Dataset entries
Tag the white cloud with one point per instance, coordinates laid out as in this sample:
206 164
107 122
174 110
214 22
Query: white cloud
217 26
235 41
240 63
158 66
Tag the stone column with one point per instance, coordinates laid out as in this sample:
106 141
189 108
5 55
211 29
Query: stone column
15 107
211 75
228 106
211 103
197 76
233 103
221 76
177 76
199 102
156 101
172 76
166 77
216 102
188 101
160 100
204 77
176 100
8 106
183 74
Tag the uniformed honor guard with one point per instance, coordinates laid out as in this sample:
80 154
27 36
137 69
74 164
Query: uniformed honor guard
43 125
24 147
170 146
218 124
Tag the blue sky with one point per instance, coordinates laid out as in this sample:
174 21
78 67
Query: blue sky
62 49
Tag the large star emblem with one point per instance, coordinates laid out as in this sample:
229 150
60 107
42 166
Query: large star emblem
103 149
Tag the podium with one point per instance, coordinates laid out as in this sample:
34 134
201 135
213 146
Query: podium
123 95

* **Work item**
Where a line of the records contains the word "with", count it; state only the final tally.

* **Task result**
6